+++ TASK INPUT +++

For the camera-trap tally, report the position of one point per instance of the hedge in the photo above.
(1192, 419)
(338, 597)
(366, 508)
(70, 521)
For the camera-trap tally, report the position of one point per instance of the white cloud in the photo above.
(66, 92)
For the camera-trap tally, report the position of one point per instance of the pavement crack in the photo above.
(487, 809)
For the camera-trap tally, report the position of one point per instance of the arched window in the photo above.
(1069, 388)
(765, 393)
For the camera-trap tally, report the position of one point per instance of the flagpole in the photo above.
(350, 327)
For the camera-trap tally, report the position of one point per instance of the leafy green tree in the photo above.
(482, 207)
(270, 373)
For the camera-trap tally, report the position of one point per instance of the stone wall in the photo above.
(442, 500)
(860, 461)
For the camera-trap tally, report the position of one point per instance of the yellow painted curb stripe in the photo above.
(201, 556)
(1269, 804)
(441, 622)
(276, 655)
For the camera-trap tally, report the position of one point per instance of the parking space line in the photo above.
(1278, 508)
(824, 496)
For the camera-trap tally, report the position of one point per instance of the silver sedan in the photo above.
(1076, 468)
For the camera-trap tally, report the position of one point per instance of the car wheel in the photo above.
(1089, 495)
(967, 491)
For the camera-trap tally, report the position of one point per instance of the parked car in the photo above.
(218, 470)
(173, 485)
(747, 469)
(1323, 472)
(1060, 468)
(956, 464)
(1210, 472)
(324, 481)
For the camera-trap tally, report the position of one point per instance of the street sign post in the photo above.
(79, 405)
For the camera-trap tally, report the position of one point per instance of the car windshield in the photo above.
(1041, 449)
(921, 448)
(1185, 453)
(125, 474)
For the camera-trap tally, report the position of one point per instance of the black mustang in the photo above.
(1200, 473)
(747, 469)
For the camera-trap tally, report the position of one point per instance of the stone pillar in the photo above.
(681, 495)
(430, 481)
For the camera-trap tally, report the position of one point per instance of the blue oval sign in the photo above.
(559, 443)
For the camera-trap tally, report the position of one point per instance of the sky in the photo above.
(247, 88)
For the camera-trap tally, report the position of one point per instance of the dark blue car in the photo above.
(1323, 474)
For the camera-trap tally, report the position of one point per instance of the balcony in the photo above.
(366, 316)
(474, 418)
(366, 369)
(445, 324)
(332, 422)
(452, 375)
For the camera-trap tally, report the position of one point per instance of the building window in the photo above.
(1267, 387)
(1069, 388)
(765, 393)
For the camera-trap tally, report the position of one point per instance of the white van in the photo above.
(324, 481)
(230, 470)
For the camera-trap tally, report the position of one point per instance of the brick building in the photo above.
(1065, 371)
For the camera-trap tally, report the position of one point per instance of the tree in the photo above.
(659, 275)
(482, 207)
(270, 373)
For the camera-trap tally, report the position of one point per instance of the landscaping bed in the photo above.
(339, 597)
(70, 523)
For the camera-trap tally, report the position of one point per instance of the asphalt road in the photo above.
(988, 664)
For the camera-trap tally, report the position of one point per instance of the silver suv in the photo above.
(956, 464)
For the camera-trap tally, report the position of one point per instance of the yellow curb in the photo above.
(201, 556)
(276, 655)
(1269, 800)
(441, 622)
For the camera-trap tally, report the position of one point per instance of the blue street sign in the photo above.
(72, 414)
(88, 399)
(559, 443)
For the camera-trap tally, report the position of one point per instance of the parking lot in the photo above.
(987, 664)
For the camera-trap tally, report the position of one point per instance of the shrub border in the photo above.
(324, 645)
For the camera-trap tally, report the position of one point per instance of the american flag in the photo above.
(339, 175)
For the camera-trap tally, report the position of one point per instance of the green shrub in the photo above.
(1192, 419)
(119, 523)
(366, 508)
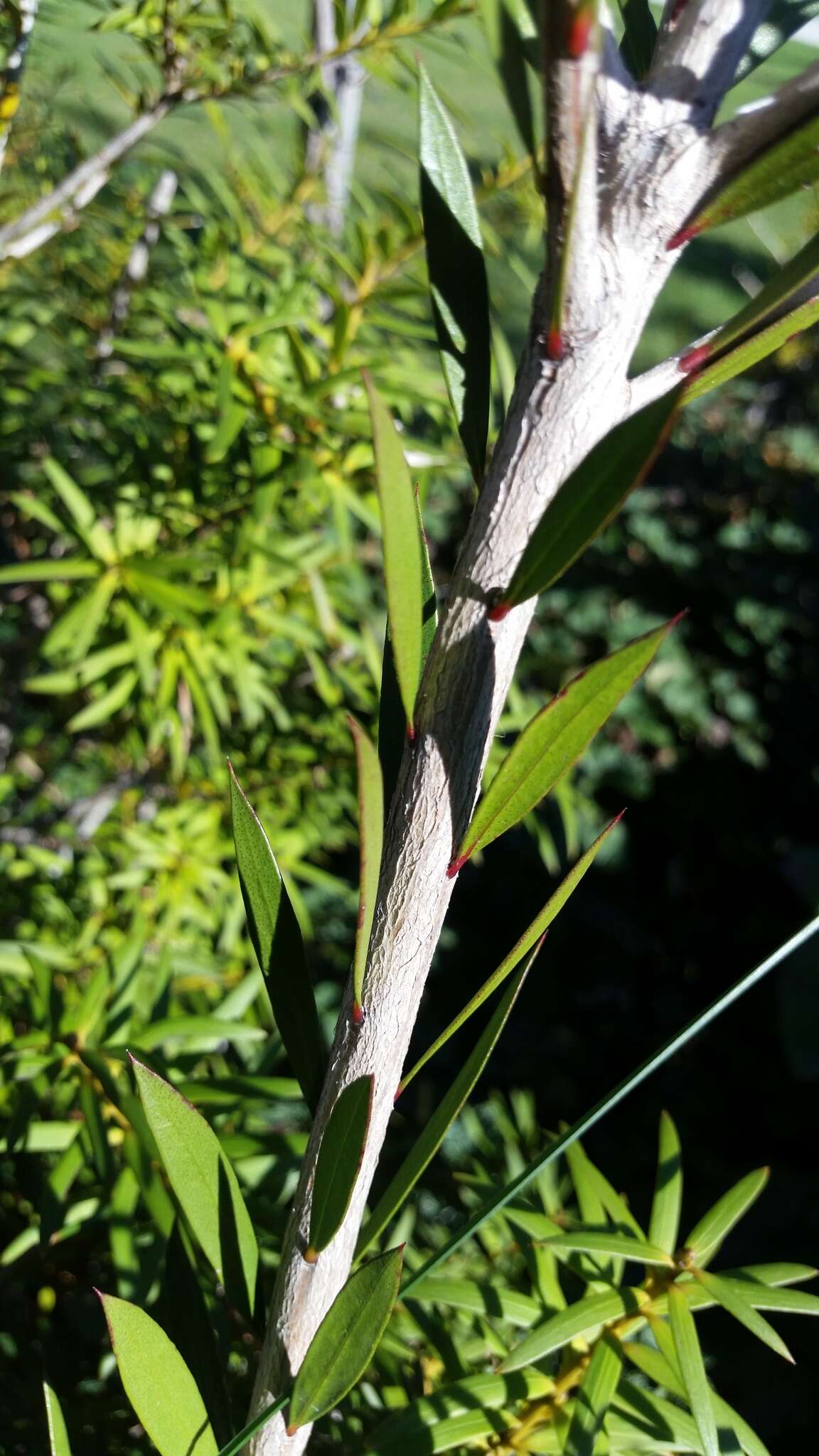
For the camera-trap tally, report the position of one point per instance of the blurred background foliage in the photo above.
(193, 569)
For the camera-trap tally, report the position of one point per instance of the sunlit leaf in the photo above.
(370, 842)
(203, 1183)
(57, 1433)
(458, 277)
(692, 1371)
(402, 554)
(594, 1397)
(706, 1238)
(277, 943)
(445, 1113)
(729, 1296)
(582, 1320)
(158, 1382)
(346, 1340)
(663, 1226)
(528, 939)
(591, 497)
(338, 1162)
(554, 740)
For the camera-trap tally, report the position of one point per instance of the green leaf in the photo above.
(338, 1162)
(706, 1238)
(370, 840)
(663, 1226)
(203, 1183)
(592, 1241)
(346, 1340)
(554, 742)
(500, 1197)
(591, 498)
(781, 21)
(277, 943)
(778, 171)
(242, 1438)
(727, 1295)
(579, 1321)
(594, 1398)
(488, 1300)
(57, 1433)
(158, 1382)
(402, 555)
(751, 351)
(692, 1369)
(530, 938)
(444, 1115)
(638, 36)
(458, 276)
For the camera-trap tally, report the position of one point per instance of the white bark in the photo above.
(658, 161)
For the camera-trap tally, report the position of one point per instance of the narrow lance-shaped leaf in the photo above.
(370, 840)
(554, 740)
(402, 555)
(528, 939)
(706, 1238)
(638, 36)
(338, 1162)
(727, 1295)
(158, 1382)
(203, 1183)
(346, 1340)
(392, 724)
(458, 276)
(781, 169)
(277, 943)
(663, 1226)
(589, 498)
(57, 1433)
(594, 1398)
(692, 1371)
(500, 1197)
(444, 1115)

+++

:: WHAT THE TASK REQUIRES ::
Your answer should consist only of the lines from the one with "sunlit leaf in the photo above." through the end of the data above, reproduced exactly.

:: SOLUTION FOR THIS EXERCISE ::
For the camera-trap tally, report the position of one point per instance of the sunlit leaf in the photo above.
(370, 842)
(203, 1183)
(57, 1433)
(458, 277)
(692, 1371)
(402, 554)
(594, 1397)
(706, 1238)
(277, 943)
(445, 1113)
(729, 1296)
(582, 1320)
(158, 1382)
(346, 1340)
(663, 1226)
(528, 939)
(591, 497)
(338, 1162)
(554, 740)
For the camera-trap tally, report the position of one point per instance of the green leaf in the photo above.
(338, 1162)
(706, 1238)
(370, 840)
(663, 1226)
(203, 1183)
(592, 1241)
(346, 1340)
(554, 742)
(500, 1197)
(591, 498)
(781, 21)
(277, 943)
(778, 171)
(242, 1438)
(727, 1295)
(579, 1321)
(594, 1398)
(488, 1300)
(57, 1433)
(158, 1382)
(402, 555)
(751, 351)
(692, 1369)
(530, 938)
(444, 1115)
(638, 36)
(458, 276)
For the camera-trap tally, report the position of one point per instance of the white bark in the photo above.
(658, 161)
For the camera-trap tally, report the position of one point per instance of the narrow lance-shaped leaf in the photo above.
(370, 840)
(554, 740)
(402, 555)
(528, 939)
(706, 1238)
(638, 36)
(338, 1162)
(727, 1295)
(158, 1382)
(203, 1183)
(346, 1340)
(392, 724)
(458, 276)
(781, 169)
(277, 943)
(663, 1226)
(589, 498)
(57, 1433)
(594, 1398)
(692, 1371)
(500, 1197)
(444, 1115)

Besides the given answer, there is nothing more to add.